*Aim of the task:* Tally how many lines in the rows below contain the word "place". Reply with that number alone.

*Data supplied:*
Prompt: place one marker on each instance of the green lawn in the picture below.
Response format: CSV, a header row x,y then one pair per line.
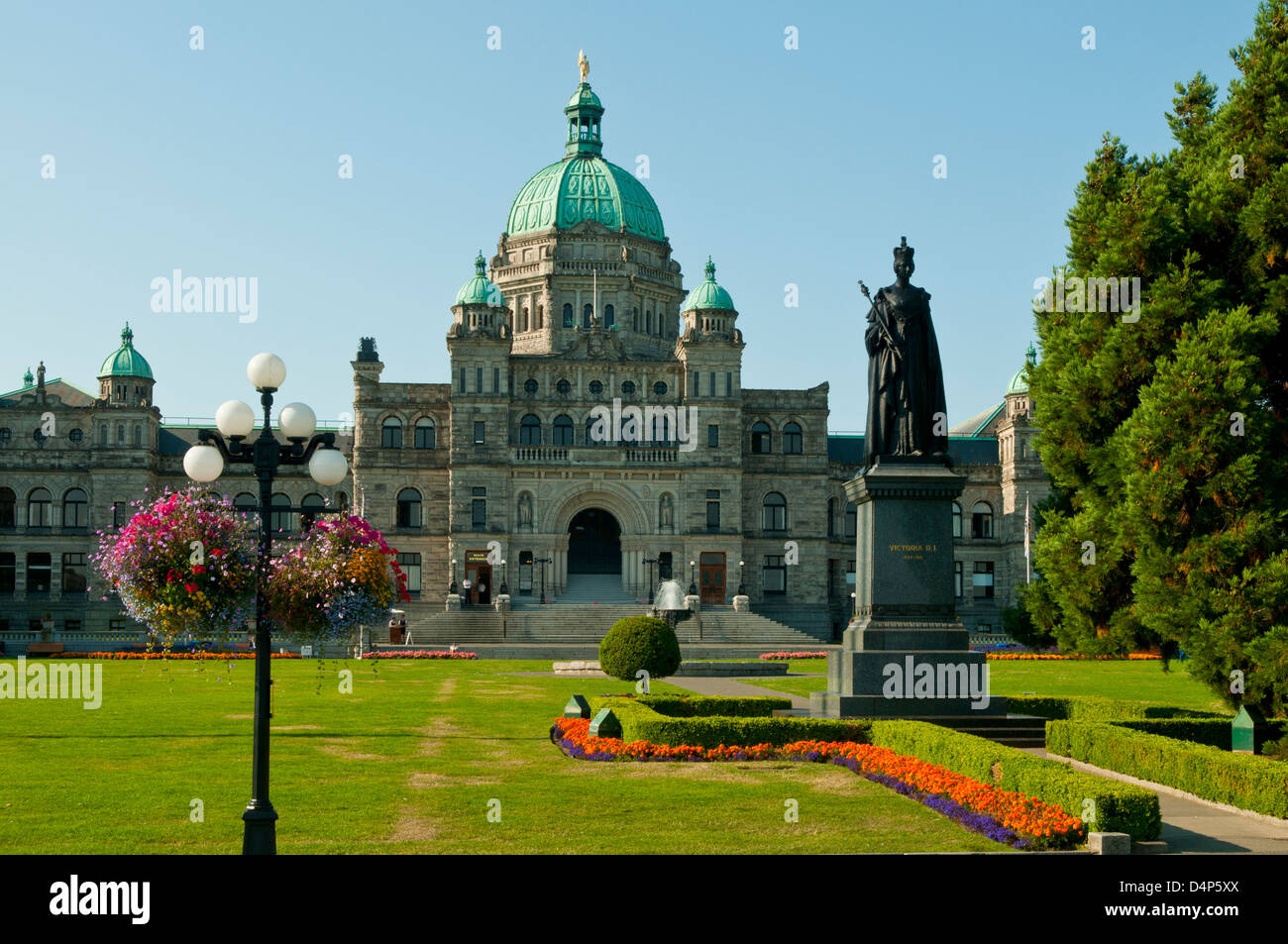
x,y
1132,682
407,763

* * *

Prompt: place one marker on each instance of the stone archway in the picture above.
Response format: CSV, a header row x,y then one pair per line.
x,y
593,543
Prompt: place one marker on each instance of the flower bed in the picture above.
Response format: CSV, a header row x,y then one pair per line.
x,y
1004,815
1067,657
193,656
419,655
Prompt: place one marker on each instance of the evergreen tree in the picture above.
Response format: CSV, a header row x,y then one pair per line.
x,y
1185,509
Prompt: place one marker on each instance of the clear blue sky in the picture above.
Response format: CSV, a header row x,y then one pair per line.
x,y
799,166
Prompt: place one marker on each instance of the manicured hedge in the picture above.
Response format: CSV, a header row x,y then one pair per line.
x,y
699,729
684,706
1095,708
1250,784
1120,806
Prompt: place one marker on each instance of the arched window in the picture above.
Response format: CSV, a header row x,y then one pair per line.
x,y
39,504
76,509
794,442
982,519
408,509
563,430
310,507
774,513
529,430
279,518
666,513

==

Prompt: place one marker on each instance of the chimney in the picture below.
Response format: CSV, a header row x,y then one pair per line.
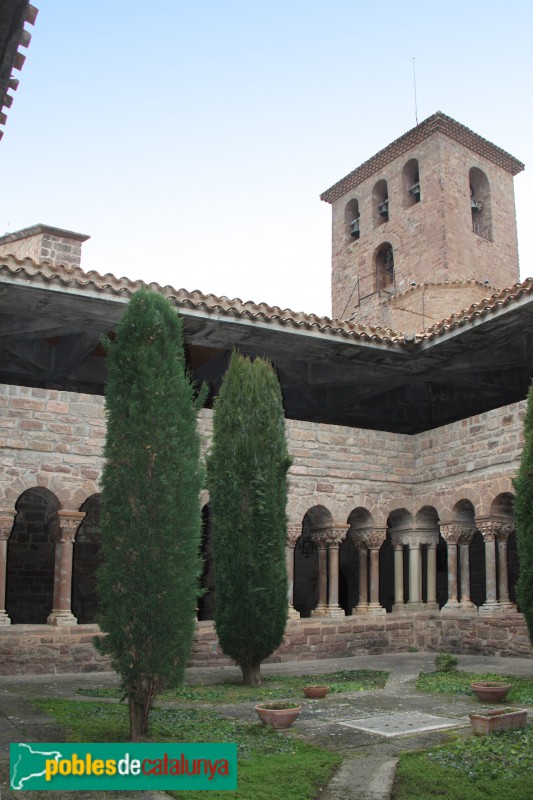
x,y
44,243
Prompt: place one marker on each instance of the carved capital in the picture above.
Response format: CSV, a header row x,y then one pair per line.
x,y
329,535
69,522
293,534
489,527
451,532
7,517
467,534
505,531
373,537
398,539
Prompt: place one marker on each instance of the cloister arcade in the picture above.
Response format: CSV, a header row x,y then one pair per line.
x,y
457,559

*Result of this task:* 10